- _PROVIDED MATERIAL_
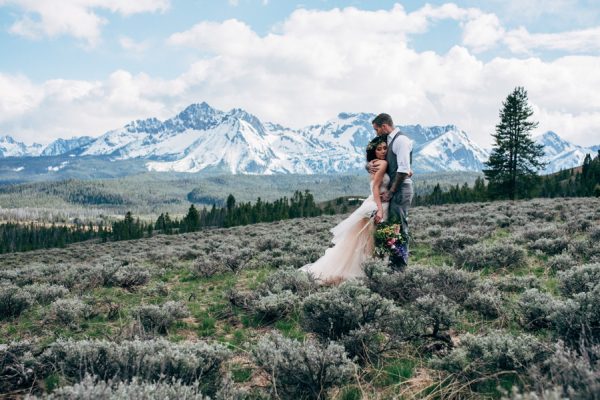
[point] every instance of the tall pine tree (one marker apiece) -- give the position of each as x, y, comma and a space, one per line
516, 158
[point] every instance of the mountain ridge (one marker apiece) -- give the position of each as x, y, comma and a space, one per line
203, 139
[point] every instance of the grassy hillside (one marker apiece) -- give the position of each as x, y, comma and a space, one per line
490, 290
149, 194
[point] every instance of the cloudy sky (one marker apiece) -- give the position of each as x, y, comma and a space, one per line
83, 67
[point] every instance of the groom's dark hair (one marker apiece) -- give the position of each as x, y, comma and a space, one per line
383, 118
372, 146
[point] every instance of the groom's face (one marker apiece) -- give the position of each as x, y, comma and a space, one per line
382, 129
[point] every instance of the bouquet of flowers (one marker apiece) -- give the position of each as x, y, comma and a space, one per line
392, 241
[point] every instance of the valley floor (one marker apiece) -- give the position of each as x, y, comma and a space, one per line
492, 288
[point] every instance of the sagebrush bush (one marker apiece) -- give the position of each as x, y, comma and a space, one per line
204, 266
289, 279
69, 312
517, 284
594, 234
576, 373
129, 276
302, 370
92, 388
585, 250
416, 281
579, 318
579, 279
44, 293
337, 311
18, 366
494, 256
148, 360
485, 300
451, 241
370, 342
550, 246
533, 233
478, 356
439, 313
536, 309
560, 262
274, 306
158, 318
13, 301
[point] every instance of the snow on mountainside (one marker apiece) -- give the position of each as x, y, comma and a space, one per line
452, 150
9, 147
201, 138
66, 146
561, 154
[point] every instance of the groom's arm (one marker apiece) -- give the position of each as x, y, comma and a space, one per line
400, 177
402, 149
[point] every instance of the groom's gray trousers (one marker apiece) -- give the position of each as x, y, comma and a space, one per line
400, 203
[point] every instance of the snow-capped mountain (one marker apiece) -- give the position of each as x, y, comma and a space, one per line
201, 138
451, 150
74, 146
561, 154
9, 147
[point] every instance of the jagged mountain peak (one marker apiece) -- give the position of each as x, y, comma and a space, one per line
7, 139
202, 138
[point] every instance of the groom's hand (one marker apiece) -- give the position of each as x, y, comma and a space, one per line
372, 167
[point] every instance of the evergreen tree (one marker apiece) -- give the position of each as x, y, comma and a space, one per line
515, 159
192, 220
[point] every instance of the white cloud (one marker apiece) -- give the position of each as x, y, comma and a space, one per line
77, 18
319, 63
585, 41
133, 46
482, 32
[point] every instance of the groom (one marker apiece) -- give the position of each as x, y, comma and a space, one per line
399, 158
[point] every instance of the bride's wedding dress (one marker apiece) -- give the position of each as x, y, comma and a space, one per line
353, 243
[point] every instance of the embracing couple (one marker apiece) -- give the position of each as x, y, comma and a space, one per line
389, 164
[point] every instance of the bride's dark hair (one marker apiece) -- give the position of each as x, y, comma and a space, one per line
372, 146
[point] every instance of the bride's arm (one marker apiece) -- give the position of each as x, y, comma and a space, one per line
377, 178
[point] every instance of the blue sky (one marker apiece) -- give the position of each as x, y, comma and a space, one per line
82, 67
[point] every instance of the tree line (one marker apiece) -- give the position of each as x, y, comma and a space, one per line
512, 169
24, 237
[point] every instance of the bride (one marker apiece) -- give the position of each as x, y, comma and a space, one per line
353, 237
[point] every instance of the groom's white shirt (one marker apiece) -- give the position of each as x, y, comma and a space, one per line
401, 148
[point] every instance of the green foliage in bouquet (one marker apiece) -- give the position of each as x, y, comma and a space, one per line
392, 241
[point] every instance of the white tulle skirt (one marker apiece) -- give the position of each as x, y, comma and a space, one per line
353, 244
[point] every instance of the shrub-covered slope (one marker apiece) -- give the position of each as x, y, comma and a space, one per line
501, 299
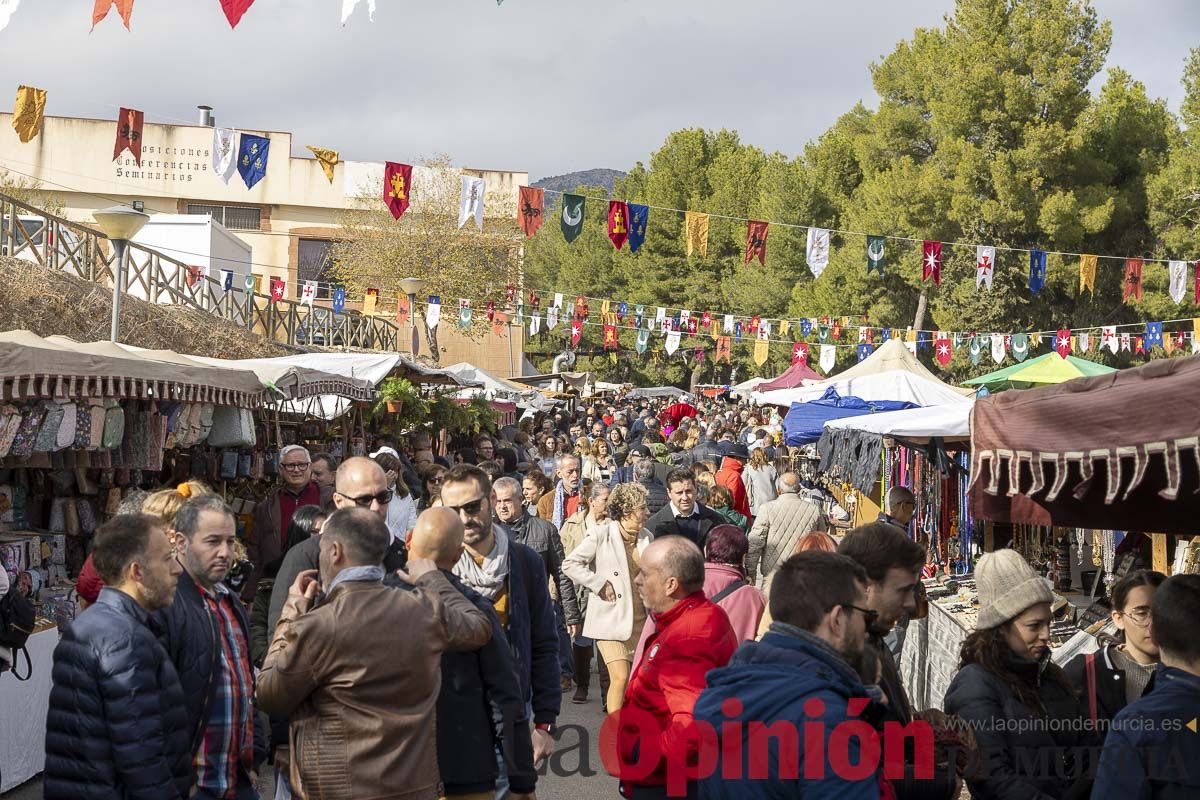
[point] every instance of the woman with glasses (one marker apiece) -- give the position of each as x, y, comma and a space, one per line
1119, 672
606, 561
1019, 704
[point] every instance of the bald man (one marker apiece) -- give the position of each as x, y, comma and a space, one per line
477, 687
693, 636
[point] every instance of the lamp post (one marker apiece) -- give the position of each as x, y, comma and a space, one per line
120, 224
412, 287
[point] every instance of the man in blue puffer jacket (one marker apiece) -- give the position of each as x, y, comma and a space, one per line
799, 679
117, 726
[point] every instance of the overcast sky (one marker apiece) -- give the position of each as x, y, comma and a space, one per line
544, 86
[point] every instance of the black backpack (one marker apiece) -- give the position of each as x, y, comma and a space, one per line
16, 626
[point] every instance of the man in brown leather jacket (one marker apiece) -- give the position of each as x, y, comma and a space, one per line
359, 672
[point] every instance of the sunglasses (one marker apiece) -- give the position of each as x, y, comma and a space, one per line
365, 501
471, 509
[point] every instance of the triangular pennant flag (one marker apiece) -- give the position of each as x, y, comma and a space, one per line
875, 254
234, 11
397, 187
29, 108
696, 233
639, 217
817, 251
1179, 272
533, 205
1132, 288
756, 241
828, 358
129, 131
1037, 270
1087, 274
571, 221
1020, 347
471, 205
672, 342
985, 264
252, 154
931, 262
618, 223
225, 152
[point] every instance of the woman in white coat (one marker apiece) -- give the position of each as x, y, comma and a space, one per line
606, 561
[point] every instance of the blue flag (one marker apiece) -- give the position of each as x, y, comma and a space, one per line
1037, 270
252, 158
639, 215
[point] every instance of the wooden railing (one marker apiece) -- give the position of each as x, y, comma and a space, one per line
149, 275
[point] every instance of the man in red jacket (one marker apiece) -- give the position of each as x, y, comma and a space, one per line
730, 476
658, 741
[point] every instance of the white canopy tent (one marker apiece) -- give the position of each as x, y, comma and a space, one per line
918, 425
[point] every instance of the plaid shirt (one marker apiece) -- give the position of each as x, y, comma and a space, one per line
228, 740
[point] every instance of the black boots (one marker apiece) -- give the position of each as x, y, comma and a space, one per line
582, 665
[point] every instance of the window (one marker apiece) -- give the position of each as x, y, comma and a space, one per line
315, 259
234, 217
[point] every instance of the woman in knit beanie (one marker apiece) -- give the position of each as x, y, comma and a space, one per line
1029, 721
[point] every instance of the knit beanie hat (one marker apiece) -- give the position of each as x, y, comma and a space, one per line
1007, 587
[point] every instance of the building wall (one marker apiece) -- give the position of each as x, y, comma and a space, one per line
72, 160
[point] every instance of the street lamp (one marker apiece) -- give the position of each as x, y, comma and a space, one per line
120, 223
412, 287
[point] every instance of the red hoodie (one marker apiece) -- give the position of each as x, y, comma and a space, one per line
730, 476
691, 638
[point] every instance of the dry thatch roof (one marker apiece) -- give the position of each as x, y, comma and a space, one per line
49, 302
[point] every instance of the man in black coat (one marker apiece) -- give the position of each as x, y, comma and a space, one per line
480, 699
207, 635
117, 725
684, 515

- _WRITTEN TASK_
Each entry above is to be written out again unchanged, apart from the pictures, which are left out.

- _FINISHED TASK_
[point] every instance of the tall pine tree (one marker apiece) -- give the position of each as x, y, comma and a space, one per line
516, 158
[point] every instance of the mountain ridge (one marker apiece) -- give the position of each as x, y, comma and a space, one per line
203, 139
[point] every instance of the grassy hillside (one marker apiece) -- give the position of each as x, y, comma and a space, one per line
490, 290
149, 194
[point] every instance of the cloudy sky (one marker apiece) -- give the position of each as x, y, comma and a space, one per line
83, 67
[point] every instance of the groom's dark hair (one marker apiece) -- give the position of each as x, y, comma and a space, one per line
383, 118
372, 146
[point] every instance of the groom's face (one marker apiece) -- give the position of each as x, y, comma and a space, one per line
382, 129
[point] every instance of the bouquet of flowers (one marker apiece) -- give the position of each as x, y, comma and a space, one per line
392, 241
[point] every instance of the valley floor (one marker apiece) -- give the position of each as x, y, comma and a space, one per line
492, 288
[point] every instance of the sagebrush bush (one marker apiece) -- give the position of each as x, y, comma and a space, one per line
204, 266
289, 279
69, 312
517, 284
594, 234
576, 373
129, 276
302, 370
92, 388
585, 250
416, 281
579, 318
579, 279
44, 293
337, 311
18, 366
494, 256
148, 360
485, 300
451, 241
370, 342
550, 246
533, 233
478, 356
439, 313
536, 309
560, 262
274, 306
158, 318
13, 301
[point] every instance of the snow on mountainside (one marker apiece) -- give the position of each as x, y, comma and a space, one per line
452, 150
9, 147
201, 138
66, 146
561, 154
[point] every instance of the groom's arm (one marker apiece) -- give the position of each as x, y, comma and a space, one per line
400, 177
402, 149
[point] every instance of the groom's gray trousers (one marker apiece) -- give the position of each as x, y, comma and a space, one per line
400, 203
[point] every instance of the snow-capped mountain (one marker apiece) -- give the position of each as x, y, comma and a space, one per line
201, 138
451, 150
74, 146
561, 154
9, 147
[point] every instance of the jagged mountain peak (one marker apiece) -- give the position of each as x, y, comma and a space, one per line
7, 139
202, 138
[point] every instance of the groom's hand (one marker apiece) -- give the position of each as x, y, comma and a space, one per line
372, 167
[point] every instance of the evergreen tree (one marker apiece) -- give the position of each as x, y, comma and a space, one per line
515, 159
192, 220
[point] every instance of the white cloud (one marker apiece) -- give the position of each as x, y, comma and a space, one per line
77, 18
319, 63
585, 41
133, 46
482, 32
[point] every instance of the groom (one marker apiece) -- give the position of each as x, y, comma and a space, one per line
399, 158
[point] every instance of the bride's wedding dress (one marker apiece) -- give the position of each as x, y, comma and a space, one per line
353, 243
[point] every instance of the embracing couple (one marker apiece) -- give the position of each as x, y, comma and a space, one per line
389, 164
[point] every instance of the bride's dark hair (one marker apiece) -- give the position of each as x, y, comma and a space, one per line
372, 146
[point] every instance of the bride's arm (one marker apiece) -- give the position of each as x, y, comma and a space, one per line
377, 178
[point] every instance of the blue sky (one marker apiece) -- give the position of each as x, y, comma and a space, one per line
82, 67
[point] every instance of the tree line (one marker apiece) -- give the position of each as x, y, comma and a space, one per line
512, 169
24, 237
[point] every instance of the bride (one marker apiece) -- give the position of each as x, y, comma and a space, one per line
353, 237
[point] every instance of the groom's white shirt (one marker apiece) -- give the position of each as x, y, comma and a space, one per line
401, 148
[point] every instance of the green foliage in bouquet (one marker apiece) -- give the position of each as x, y, comma and a space, one per line
392, 241
[point] every instance of the white tulle skirt (one marker apiece) -- give the position of each as x, y, comma and a space, one per line
353, 244
[point] every instance of the shrub-covered slope (one marker apiece) -- give the position of each as x, y, comma and a space, one per line
501, 299
[point] every instance of the woman with glasses (one marker apiece) -- give the position of each as x, y, comma and a space, one per line
1119, 672
606, 561
1019, 704
[point] every instance of the bald man (one marker apiece) -- give the position of each as x, y, comma and a space, one per line
477, 687
693, 636
[point] every instance of the lamp post (one marker apiece) -- give the position of each as x, y, comma and a space, one per line
120, 224
412, 287
[point] every instance of the man in blue puffer jacket (one marker apiece) -- give the position of each as x, y, comma and a space, one per line
799, 679
117, 726
[point] every instance of the overcast sky (one marker apiece) -- give the position of each as x, y, comma and a space, one per line
544, 86
[point] every instance of the black backpack (one marker apiece) -- give the position of each as x, y, comma and a space, one per line
16, 626
[point] every instance of the man in brown leather jacket (one marker apiece) -- give the position of each as x, y, comma and a space, one per line
359, 672
[point] every instance of the sunglasses (one marker apiece) -- give the position of each as x, y, comma and a space, one per line
365, 501
471, 509
[point] every instance of the triangular pennant flag (one marker apiece) -- give the position of each as x, y, comma and a space, one per line
875, 254
234, 11
397, 187
29, 108
696, 233
639, 217
817, 251
1179, 272
533, 205
1132, 288
756, 241
828, 358
129, 131
1037, 270
1087, 274
571, 221
1020, 347
471, 205
672, 342
985, 264
252, 154
931, 262
618, 223
225, 152
[point] every instance of the woman in white coat (one marker apiece) -- give the position of each as x, y, comma and a space, one per line
606, 561
[point] every instance of the blue flag (one marker apiece) -- give the position of each as x, y, comma and a space, one per line
1037, 270
252, 158
639, 215
[point] every instance of the wooden railing (one marker apiece) -- give the position of each as x, y, comma and a space, one per line
149, 275
[point] every instance of the man in red jacket (one marker apiece) -- give the position of each as x, y, comma and a space, one per line
730, 476
658, 741
[point] every instance of the white canopy tent (one marker apiece) -- give the position of each as x, y, comma and a space, one per line
918, 425
[point] every instance of the plaid shirt (one marker apiece) -- give the position of each as x, y, comma and a space, one per line
228, 740
[point] every instance of the black boots (one marker apiece) -- give the position of each as x, y, comma and a space, one per line
582, 665
[point] every instance of the window (one marker apiece) -- give the position of each as x, y, comma and a space, one per line
315, 259
234, 217
[point] every instance of the woman in knit beanie (one marker apiece) -- give the position of each as x, y, comma and a space, one per line
1029, 721
[point] every instance of the knit beanie hat (one marker apiece) -- give the position of each as x, y, comma and a space, one per line
1007, 587
[point] every instance of the building wall (one marker apiece) -- give the position of each as x, y, comma and a space, one per line
72, 160
[point] every instance of the street lamp (one marker apiece) -- give the position of each as x, y, comma and a space, one per line
120, 223
412, 287
[point] every instance of the red hoodie (one marker apiece) -- give the position of each as x, y, comma and a space, one per line
730, 476
691, 638
[point] every instance of the dry thatch roof (one marker apiece) -- give the position of each as x, y, comma and a space, one per line
49, 302
[point] every instance of the man in black coat (one marker apiece) -- give the position of each as x, y, comma and a space, one per line
480, 699
207, 635
117, 725
684, 515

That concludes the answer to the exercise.